*WHAT YOU NEED TO DO*
In the text on the ELQ-334 prodrug, reproduce word for word the part that opens with "(A) Synthesis and" and closes with "30% probability level.".

*EXTRACT PROVIDED*

"""

A prodrug form of ELQ-316 was synthesized to increase oral bioavailability. ELQ-334 has been reported previously without detail of its synthesis and structural characterization (11). In this report, we describe ELQ-334 synthesis with full characterization of its structure, including the results of X-ray diffraction analysis of ELQ-334 crystals. Following a procedure modified from the procedure described by Miley et al. (12), 6-fluoro-7-methoxy-2-methyl-3-(4-(4-(trifluoromethoxy)phenoxy)phenyl)quinolin-4-yl ethyl carbonate (ELQ-334) was obtained by reacting ethyl chloroformate with 6-fluoro-7-methoxy-2-methyl-3-(4-(4-(trifluoromethoxy)phenoxy)phenyl)quinolin-4(1H)-one (ELQ-316) (13) in the presence of sodium hydride at 60°C in a 95% yield as a white solid (Fig. 2). Whereas ELQ-316 decomposes at 314°C, ELQ-334 exhibits a melting point of 140°C, consistent with a significant loss of crystallinity.
FIG 2.
(A) Synthesis and presumed in vivo conversion of ELQ-316 and ELQ-334. (B) Oak Ridge thermal ellipsoid plot (ORTEP) of ELQ-334. (C) A fragment of the crystal structure of ELQ-334. Hydrogen bonds are shown by dashed lines. Thermal ellipsoids are drawn at the 30% probability level.
The Oak Ridge thermal ellipsoid plot (ORTEP) of ELQ-334 and the X-ray crystal structure of ELQ-334 containing two symmetrically independent molecules are shown in Fig. 2B and C. The central planar quinoline ring and the first phenyl ring of the diaryl ether is twisted with a 68° torsion angle around the C-2—C-15 bond. Weak intermolecular hydrogen bonding networks between both CH-N and CH-OCH3 are also observed in the crystal structures. The packing does not provide any evidence that the molecules in the crystal are connected via π-π stacking interactions. The diaryl ether group is significantly twisted from the central quinoline aromatic group to disrupt possible intermolecular π-π interactions. The absence of π-π stacking is consistent with the low melting point of 140°C.
Noncompartmental pharmacokinetic analysis of ELQ-316 and ELQ-334.

"""

*EXTRACTED ENTRIES*

"""

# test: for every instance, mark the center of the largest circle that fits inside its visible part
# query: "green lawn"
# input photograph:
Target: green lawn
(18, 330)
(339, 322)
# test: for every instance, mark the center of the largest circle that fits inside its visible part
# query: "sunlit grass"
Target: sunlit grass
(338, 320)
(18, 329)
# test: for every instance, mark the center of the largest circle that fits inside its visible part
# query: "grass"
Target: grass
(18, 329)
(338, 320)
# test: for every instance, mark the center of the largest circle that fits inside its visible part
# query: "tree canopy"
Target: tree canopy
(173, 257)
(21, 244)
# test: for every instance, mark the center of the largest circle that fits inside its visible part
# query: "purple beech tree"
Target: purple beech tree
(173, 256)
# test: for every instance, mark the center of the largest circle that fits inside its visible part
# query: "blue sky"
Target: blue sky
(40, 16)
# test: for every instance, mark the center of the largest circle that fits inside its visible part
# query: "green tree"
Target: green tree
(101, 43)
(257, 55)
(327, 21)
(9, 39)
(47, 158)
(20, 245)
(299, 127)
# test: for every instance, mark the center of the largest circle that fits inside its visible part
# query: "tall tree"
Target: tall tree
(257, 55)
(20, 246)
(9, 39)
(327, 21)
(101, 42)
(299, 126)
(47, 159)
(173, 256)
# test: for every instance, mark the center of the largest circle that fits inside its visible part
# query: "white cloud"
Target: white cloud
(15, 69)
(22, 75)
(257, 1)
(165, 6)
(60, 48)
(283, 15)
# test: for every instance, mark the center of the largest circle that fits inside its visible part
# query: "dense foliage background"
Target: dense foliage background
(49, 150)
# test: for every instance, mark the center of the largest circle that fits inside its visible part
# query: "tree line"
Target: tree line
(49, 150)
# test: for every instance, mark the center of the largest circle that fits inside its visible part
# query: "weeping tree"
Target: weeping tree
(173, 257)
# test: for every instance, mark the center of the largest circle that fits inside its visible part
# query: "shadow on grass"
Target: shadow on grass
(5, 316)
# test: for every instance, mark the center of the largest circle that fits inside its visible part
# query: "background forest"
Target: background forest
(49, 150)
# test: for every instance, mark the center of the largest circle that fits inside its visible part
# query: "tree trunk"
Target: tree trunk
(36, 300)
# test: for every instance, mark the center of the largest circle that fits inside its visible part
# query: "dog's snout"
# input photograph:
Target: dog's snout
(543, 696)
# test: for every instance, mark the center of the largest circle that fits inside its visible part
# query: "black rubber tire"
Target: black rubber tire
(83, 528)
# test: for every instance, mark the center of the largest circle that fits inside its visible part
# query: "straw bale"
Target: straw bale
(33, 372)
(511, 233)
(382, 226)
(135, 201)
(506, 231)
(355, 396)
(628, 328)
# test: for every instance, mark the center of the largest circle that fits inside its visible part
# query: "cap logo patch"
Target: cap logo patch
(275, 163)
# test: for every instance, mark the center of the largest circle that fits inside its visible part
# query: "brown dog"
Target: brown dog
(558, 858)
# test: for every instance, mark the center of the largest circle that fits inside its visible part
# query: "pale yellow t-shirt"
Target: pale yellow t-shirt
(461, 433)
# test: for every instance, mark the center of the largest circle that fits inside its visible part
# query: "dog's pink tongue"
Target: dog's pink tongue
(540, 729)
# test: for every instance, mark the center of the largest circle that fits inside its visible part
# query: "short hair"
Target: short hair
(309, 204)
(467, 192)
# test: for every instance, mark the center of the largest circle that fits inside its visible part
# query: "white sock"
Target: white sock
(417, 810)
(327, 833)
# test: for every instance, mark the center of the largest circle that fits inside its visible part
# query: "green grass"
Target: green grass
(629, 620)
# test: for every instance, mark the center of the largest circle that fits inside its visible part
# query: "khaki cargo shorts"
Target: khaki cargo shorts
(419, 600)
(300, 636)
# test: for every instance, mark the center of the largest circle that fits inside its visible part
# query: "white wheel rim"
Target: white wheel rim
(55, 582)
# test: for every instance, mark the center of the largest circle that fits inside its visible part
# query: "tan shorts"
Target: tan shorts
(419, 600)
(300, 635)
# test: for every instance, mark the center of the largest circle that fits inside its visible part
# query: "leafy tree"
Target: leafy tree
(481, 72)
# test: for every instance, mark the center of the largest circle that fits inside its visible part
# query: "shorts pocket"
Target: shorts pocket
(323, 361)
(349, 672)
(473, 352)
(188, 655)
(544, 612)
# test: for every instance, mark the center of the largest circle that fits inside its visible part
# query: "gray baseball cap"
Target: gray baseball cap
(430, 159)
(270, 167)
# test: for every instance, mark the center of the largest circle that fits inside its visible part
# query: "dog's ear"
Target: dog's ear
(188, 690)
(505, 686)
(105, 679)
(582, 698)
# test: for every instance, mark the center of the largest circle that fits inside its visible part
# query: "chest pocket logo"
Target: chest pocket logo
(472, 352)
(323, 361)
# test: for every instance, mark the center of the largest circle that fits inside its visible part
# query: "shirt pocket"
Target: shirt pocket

"""

*ANSWER FOR THIS EXERCISE*
(A) Synthesis and presumed in vivo conversion of ELQ-316 and ELQ-334. (B) Oak Ridge thermal ellipsoid plot (ORTEP) of ELQ-334. (C) A fragment of the crystal structure of ELQ-334. Hydrogen bonds are shown by dashed lines. Thermal ellipsoids are drawn at the 30% probability level.